Babies make me cry. They really do. They often make Brooke cry because she has an incredibly difficult time tolerating the piercing sounds that come out of those tiny creatures. I know they make some adults cry for the same reason.
But for me, I cry for a very different reason. When I see a baby I can’t help but be brought back in time, nearly 9 1/2 years ago when Brooke was the same age, laying in her crib, sitting in my lap, flopped over in her carseat.
I would look at her in the same way I would look at Katie when she was that age – I would look at her knowing that the possibilities were endless for this beautiful creature that lay before me.
I would play the next 10 to 15 years out in my head; a beautiful fairy tale; sisters who were best friends; soccer games; competitive gymnastics; stage productions; the mayor and future mayor of their school; loads of friends, parties and play dates; straight A students; the talk of the town…
Of course, life threw us a curveball.
…now I watch as gaggles of chatty girls go by; play dates and parties are rare occasions; the soccer games don’t exist and the gymnastics is more for fun; the sisters struggle with each other (though they most definitely love each other)…
***
Truth is, our futures, no matter who you are, rarely turn out the way we imagine they will. Autism, however, didn’t just nudge us on to a different path…it landed us in a completely different dimension of space-time.

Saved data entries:
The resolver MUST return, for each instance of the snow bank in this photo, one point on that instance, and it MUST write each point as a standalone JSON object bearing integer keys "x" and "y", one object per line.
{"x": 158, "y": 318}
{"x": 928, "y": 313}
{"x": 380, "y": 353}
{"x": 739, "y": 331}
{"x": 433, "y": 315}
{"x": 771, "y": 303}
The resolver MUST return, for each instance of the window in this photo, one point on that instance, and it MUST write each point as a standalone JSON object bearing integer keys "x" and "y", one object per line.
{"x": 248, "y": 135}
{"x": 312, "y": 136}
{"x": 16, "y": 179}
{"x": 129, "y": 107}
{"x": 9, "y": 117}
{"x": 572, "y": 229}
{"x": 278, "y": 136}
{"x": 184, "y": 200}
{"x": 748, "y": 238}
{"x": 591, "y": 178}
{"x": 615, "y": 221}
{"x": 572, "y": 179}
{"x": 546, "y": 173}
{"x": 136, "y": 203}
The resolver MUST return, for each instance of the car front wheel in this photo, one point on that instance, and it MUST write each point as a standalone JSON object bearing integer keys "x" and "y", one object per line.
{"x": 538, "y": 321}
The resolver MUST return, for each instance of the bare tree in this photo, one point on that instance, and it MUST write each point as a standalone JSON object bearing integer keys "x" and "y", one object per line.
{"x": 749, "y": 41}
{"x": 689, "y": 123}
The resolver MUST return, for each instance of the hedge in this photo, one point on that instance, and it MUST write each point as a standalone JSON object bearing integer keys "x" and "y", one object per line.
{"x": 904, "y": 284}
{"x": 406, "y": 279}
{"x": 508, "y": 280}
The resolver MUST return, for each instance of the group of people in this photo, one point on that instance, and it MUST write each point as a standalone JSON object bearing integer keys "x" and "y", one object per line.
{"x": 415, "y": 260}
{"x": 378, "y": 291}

Request 1 ::
From the passage about babies, set down the part that begins at the words "Babies make me" and stops after "in her carseat.".
Request 2 ::
Summarize the passage about babies in two sentences.

Expected output 1 ::
Babies make me cry. They really do. They often make Brooke cry because she has an incredibly difficult time tolerating the piercing sounds that come out of those tiny creatures. I know they make some adults cry for the same reason.
But for me, I cry for a very different reason. When I see a baby I can’t help but be brought back in time, nearly 9 1/2 years ago when Brooke was the same age, laying in her crib, sitting in my lap, flopped over in her carseat.

Expected output 2 ::
Babies make the writer cry because seeing one recalls the time when Brooke was that age, when the writer imagined a fairy-tale future of friendship, activities, and success for her and Katie. Life turned out differently, with rare play dates and parties and sisters who struggle with each other, and the writer notes that while futures rarely go as imagined, autism landed the family in a completely different dimension.